EXERCISE OBJECTIVE:
Beginning with the line below that contains "Would you please pick out the woman's face" and ending with the line that contains "point(364, 416)", copy every line exactly. Copy nothing else.

EXERCISE DATA:
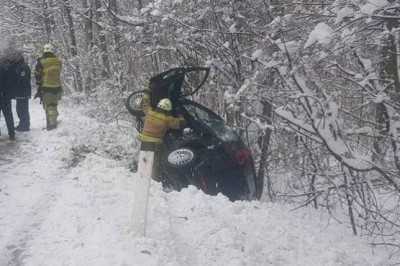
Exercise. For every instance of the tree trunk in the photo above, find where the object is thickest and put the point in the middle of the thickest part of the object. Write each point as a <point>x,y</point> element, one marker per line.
<point>263,141</point>
<point>102,42</point>
<point>73,47</point>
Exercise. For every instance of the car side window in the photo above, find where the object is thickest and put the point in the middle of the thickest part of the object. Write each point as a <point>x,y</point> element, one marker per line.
<point>198,113</point>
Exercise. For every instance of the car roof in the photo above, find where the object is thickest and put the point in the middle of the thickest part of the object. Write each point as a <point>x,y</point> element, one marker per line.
<point>181,81</point>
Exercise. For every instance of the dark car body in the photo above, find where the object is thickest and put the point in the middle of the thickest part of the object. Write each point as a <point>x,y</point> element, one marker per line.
<point>208,153</point>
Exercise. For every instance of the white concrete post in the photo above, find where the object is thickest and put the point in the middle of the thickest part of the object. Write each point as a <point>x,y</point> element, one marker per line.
<point>141,190</point>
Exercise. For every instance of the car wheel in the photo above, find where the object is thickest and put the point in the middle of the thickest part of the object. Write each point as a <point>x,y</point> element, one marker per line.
<point>133,103</point>
<point>181,158</point>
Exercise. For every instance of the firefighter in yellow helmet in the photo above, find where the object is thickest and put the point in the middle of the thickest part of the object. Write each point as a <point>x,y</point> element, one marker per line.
<point>156,124</point>
<point>48,79</point>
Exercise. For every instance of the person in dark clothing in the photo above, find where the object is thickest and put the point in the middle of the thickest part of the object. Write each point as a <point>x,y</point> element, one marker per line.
<point>22,92</point>
<point>7,85</point>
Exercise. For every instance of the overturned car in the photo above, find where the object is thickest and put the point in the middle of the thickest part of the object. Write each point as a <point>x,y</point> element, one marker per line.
<point>208,153</point>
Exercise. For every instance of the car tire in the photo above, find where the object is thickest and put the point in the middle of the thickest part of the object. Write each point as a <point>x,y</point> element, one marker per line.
<point>133,103</point>
<point>181,158</point>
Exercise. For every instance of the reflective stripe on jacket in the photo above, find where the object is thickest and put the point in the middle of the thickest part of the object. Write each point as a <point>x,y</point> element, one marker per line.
<point>48,72</point>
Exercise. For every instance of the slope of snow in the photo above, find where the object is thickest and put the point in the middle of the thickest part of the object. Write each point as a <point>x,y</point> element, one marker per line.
<point>60,206</point>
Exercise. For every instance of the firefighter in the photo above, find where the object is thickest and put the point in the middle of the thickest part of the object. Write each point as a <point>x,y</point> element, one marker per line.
<point>48,79</point>
<point>156,124</point>
<point>22,92</point>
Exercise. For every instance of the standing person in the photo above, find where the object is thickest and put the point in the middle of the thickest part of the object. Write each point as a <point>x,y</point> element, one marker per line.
<point>23,92</point>
<point>156,124</point>
<point>48,78</point>
<point>7,85</point>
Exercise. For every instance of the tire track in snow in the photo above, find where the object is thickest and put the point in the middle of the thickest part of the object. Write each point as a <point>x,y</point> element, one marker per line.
<point>27,189</point>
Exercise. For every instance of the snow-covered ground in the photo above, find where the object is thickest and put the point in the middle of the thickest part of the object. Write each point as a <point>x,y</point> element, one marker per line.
<point>62,202</point>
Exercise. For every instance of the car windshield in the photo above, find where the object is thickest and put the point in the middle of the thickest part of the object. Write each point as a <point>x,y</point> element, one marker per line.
<point>216,124</point>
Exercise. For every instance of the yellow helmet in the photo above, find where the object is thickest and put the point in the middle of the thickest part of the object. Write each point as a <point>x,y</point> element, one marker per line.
<point>165,104</point>
<point>48,48</point>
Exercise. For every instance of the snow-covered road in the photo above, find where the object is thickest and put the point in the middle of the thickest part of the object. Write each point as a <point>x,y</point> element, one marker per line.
<point>65,201</point>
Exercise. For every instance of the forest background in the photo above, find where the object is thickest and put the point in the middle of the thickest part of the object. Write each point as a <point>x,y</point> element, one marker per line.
<point>312,86</point>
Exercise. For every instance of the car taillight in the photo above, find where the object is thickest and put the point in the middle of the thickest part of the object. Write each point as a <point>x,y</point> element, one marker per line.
<point>242,155</point>
<point>203,184</point>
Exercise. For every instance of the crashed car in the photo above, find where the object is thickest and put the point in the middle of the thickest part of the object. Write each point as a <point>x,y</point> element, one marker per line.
<point>208,153</point>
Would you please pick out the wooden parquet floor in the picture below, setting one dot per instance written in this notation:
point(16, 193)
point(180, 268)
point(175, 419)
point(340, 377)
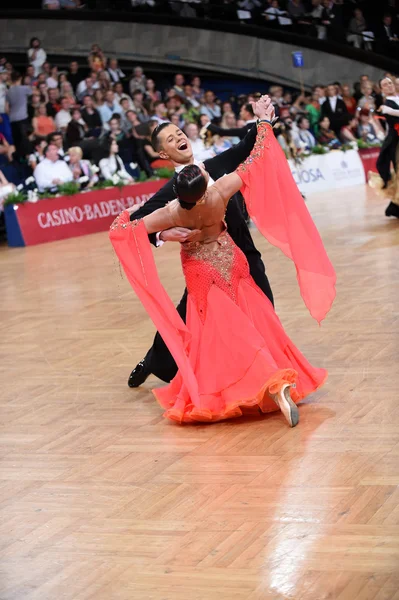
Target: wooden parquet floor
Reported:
point(102, 499)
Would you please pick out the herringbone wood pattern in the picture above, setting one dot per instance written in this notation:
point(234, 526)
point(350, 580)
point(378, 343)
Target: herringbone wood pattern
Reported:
point(102, 499)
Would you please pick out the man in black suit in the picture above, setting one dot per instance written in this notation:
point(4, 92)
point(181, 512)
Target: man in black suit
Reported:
point(335, 109)
point(388, 151)
point(172, 144)
point(246, 114)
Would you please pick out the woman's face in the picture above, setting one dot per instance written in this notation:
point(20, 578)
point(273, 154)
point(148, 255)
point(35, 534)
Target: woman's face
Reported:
point(73, 158)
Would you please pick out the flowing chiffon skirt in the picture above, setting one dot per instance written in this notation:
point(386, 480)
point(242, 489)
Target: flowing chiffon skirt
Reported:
point(239, 351)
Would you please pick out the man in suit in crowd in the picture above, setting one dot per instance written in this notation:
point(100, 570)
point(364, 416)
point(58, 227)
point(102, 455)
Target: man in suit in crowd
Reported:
point(388, 151)
point(335, 109)
point(172, 144)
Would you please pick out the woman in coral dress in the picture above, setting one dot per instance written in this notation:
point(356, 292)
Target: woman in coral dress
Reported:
point(233, 352)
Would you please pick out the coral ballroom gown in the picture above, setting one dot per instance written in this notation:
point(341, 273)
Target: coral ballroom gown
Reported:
point(233, 351)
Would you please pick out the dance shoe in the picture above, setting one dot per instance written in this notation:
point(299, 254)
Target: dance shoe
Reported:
point(139, 374)
point(392, 210)
point(286, 405)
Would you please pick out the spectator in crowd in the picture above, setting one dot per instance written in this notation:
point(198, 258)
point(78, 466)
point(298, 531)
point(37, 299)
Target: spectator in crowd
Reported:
point(369, 129)
point(178, 87)
point(74, 75)
point(87, 87)
point(51, 171)
point(17, 98)
point(42, 123)
point(81, 169)
point(368, 100)
point(63, 116)
point(210, 108)
point(5, 125)
point(115, 73)
point(53, 105)
point(334, 108)
point(200, 151)
point(36, 56)
point(109, 107)
point(91, 117)
point(56, 139)
point(138, 81)
point(6, 150)
point(76, 129)
point(52, 81)
point(349, 130)
point(6, 189)
point(326, 136)
point(303, 138)
point(138, 106)
point(198, 92)
point(159, 112)
point(349, 100)
point(313, 110)
point(151, 92)
point(120, 95)
point(387, 37)
point(113, 165)
point(96, 59)
point(39, 144)
point(357, 26)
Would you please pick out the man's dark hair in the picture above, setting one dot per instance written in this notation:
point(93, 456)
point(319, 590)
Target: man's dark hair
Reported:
point(52, 135)
point(155, 135)
point(38, 140)
point(190, 186)
point(248, 108)
point(15, 76)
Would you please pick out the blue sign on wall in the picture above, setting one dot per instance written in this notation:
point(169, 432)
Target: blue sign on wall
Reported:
point(297, 60)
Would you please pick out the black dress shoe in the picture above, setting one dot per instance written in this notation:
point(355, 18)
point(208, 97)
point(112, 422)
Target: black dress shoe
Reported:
point(139, 374)
point(392, 210)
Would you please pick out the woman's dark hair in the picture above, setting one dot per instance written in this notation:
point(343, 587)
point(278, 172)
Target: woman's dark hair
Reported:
point(190, 185)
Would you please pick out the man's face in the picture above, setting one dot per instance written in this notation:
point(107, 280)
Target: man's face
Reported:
point(387, 87)
point(331, 91)
point(57, 141)
point(209, 97)
point(52, 153)
point(175, 146)
point(88, 101)
point(114, 124)
point(65, 104)
point(192, 132)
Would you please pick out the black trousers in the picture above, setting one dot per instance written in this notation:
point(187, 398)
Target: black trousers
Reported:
point(160, 361)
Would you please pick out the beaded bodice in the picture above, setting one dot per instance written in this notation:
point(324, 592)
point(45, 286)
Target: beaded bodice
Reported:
point(220, 263)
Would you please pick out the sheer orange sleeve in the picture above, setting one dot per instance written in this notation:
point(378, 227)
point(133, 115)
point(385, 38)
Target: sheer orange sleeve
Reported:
point(280, 213)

YOUR RESPONSE:
Would you please pick out the woman's face in the picture above, setting one dot per instance written in this notation:
point(20, 578)
point(273, 154)
point(148, 255)
point(35, 534)
Target: woman's face
Reported:
point(73, 158)
Would you please pick out the flowing chiffon skirt in the picture above, setting one dot per instance written in this notation:
point(386, 480)
point(242, 489)
Target: flowing chiffon skirt
Reported:
point(239, 351)
Would you please pick out the man in suit in crowd in the picture above, setting one dot per instance written in this notation:
point(100, 570)
point(364, 416)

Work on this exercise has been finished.